#### [GOAL]
Report each line of the rows below that contains the string "grass", copying every such line in full. Treat the match as case-sensitive.

#### [Labeled-object pointing entries]
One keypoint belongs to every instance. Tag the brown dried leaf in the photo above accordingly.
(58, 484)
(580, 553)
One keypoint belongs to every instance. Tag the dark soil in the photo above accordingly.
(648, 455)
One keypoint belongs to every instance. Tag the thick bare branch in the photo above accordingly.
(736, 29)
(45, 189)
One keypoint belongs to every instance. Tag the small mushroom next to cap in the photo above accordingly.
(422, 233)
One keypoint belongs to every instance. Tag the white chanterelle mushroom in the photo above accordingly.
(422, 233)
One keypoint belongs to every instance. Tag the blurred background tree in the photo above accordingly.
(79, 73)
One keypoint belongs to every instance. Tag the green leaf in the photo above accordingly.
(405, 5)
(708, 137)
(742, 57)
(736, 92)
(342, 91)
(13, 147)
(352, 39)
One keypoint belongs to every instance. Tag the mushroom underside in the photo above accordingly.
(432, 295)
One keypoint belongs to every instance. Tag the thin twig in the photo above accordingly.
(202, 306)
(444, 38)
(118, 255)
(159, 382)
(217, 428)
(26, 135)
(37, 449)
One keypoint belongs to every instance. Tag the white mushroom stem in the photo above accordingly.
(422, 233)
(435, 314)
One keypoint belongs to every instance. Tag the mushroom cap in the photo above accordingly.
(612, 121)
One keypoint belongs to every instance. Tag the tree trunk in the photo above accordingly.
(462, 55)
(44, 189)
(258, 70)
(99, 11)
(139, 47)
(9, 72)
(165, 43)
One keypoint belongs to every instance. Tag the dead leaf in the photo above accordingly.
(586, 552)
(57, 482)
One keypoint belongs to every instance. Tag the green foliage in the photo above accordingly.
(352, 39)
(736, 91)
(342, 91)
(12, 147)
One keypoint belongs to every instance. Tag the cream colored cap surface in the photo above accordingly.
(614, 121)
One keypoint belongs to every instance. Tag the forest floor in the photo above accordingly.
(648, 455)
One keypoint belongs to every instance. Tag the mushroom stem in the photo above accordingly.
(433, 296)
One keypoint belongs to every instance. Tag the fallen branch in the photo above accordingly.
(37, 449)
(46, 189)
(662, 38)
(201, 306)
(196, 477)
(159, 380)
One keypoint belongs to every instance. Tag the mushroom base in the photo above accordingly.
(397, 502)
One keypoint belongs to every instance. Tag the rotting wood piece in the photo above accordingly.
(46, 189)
* * *
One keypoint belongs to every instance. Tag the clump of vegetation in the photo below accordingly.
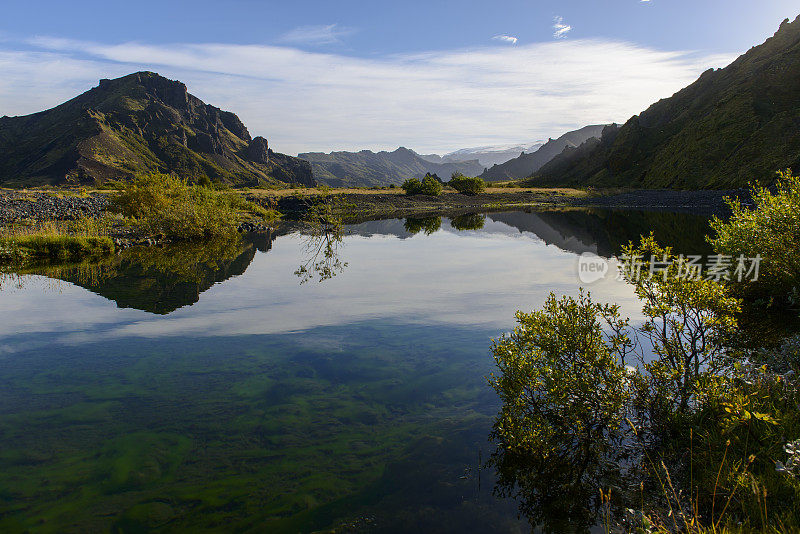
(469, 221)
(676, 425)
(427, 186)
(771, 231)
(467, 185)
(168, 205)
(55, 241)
==
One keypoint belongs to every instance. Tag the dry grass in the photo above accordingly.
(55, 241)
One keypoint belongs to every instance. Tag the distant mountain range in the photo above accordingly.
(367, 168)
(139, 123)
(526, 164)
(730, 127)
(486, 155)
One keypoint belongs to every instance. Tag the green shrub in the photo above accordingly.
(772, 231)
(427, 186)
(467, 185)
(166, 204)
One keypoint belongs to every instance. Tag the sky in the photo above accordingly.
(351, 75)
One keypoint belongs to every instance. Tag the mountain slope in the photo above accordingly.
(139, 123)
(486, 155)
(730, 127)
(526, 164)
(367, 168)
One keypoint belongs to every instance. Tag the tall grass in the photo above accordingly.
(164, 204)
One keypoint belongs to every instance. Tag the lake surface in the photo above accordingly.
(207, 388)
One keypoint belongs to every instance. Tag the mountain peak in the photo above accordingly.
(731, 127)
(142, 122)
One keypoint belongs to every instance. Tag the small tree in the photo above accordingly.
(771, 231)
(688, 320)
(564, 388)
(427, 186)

#### [RESPONSE]
One keypoint belongs to every instance. Tag the dry grass in the photo above accordingly.
One keypoint belongs to every instance. Tag the tall grass in the photo above accordingly.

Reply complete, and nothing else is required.